Con él vivo, la República no habría sido la que fue, pero contra su sincera voluntad de echar la suerte con los pobres de la tierra habría crecido la ojeriza de quienes, desde cuando la guerra se preparaba, o incluso desde antes, actuaban y pensaban movidos por la urbana y financiera manera de pensar que el rechazaba.
En la Asamblea que dio paso a la República neocolonial- tan diferente de la que Martí había concebido para la Cuba en Armas- un asambleísta se negó a contribuir a la colecta pública que se hacía para dotar de una casa a doña Leonor Pérez, porque no estaba dispuesto a beneficiar a quien, según él, era la madre del ser más nefasto que había tenido Cuba. Otros propusieron castigar semejante insulto a la memoria de Martí, pero la presidencia de la Asamblea estimó que se trataba de un criterio personal y su portador tenía derecho democrático a expresarlo.
Los dispuestos a fomentar prejuicios racistas no habrían aceptado al guía revolucionario que, además de cultivar sin distinción de color la igualdad y la cordialidad entre las personas, se adelantó en más de un siglo al descubrimiento del mapa del genoma humano. En “Nuestra América”, de 1891, afirmó: “No hay odio de razas, porque no hay razas. Los pensadores canijos, los pensadores de lámparas, enhebran y recalientan las razas de librería, que el viajero justo y el observador cordial buscan en vano en la justicia de la Naturaleza, donde resalta en el amor victorioso y el apetito turbulento, la identidad universal del hombre”.

- REGISTROS DADOS -
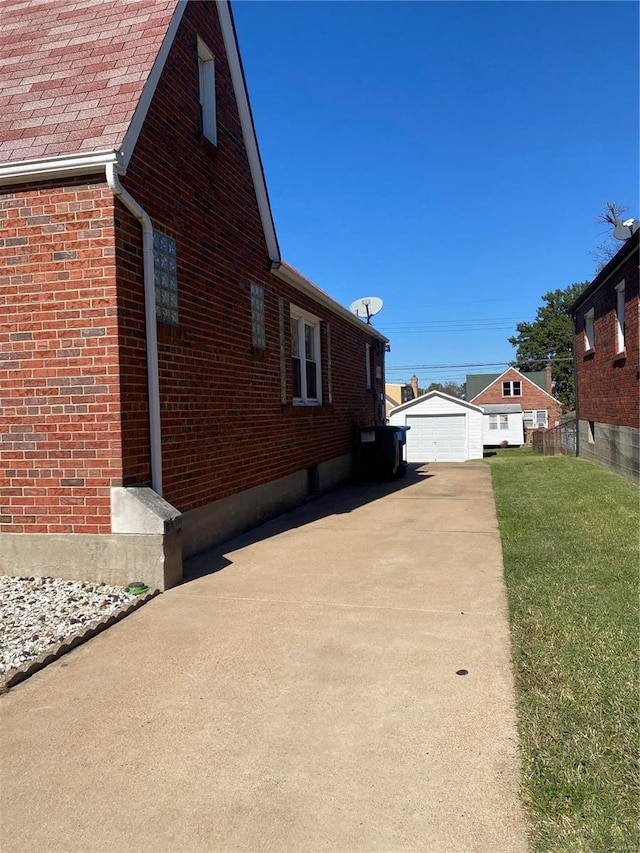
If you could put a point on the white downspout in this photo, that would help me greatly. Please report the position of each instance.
(150, 323)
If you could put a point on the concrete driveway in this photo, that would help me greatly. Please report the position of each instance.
(302, 694)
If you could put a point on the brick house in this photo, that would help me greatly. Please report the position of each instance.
(166, 380)
(607, 357)
(503, 393)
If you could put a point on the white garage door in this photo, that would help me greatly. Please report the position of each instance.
(436, 438)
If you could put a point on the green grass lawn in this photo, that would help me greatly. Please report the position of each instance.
(570, 533)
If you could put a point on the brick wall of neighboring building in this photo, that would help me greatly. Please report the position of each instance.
(224, 428)
(59, 393)
(607, 389)
(532, 396)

- TAREA 1 -
Responde estas preguntas sobre el fragmento citado acerca de Martí:
(a) ¿A quién iba a dotar de una casa la colecta pública que se hacía en la Asamblea?
(b) ¿Qué resolvió la presidencia de la Asamblea ante la negativa del asambleísta a contribuir?
(c) ¿En qué año se publicó "Nuestra América"?
- TAREA 2 -
Prosigue el fragmento citado sobre Martí a partir de su última oración.

- RESPUESTA ESPERADA 1 -
(a) A doña Leonor Pérez.
(b) Que era un criterio personal y que quien lo sostenía tenía derecho democrático a expresarlo.
(c) En 1891.

- RESPUESTA ESPERADA 2 -
Hay algo que, aunque mencionado al final de este artículo, habría ocupado un lugar de primer orden entre las fuerzas contrarias a Martí, en particular una, que tenía suficiente poderío para coyundear a las demás, como ocurrió en la República neocolonial. En la misma carta póstuma citada, Martí ratificó su rotundo repudio, de raíz social, a los anexionistas y a los autonomistas, quienes se sentían contentos de tener “un amo, yanqui o español, que les mantenga, o les cree, en premio de su oficio de celestinos, la posición de prohombres, desdeñosos de la masa pujante- la masa mestiza, hábil y conmovedora, del país-, la masa inteligente y creadora de blancos y negros”.
No solo ratificó su repudio, sino que claramente lo vinculó con lo que él asumía como su principal propósito, aunque todavía era necesario vencer al ejército español. Confesó que su deber era “impedir a tiempo con la independencia de Cuba que se extiendan por las Antillas los Estados Unidos y caigan, con esa fuerza más, sobre nuestras tierras de América. Cuanto hice hasta hoy, y haré, es para eso”.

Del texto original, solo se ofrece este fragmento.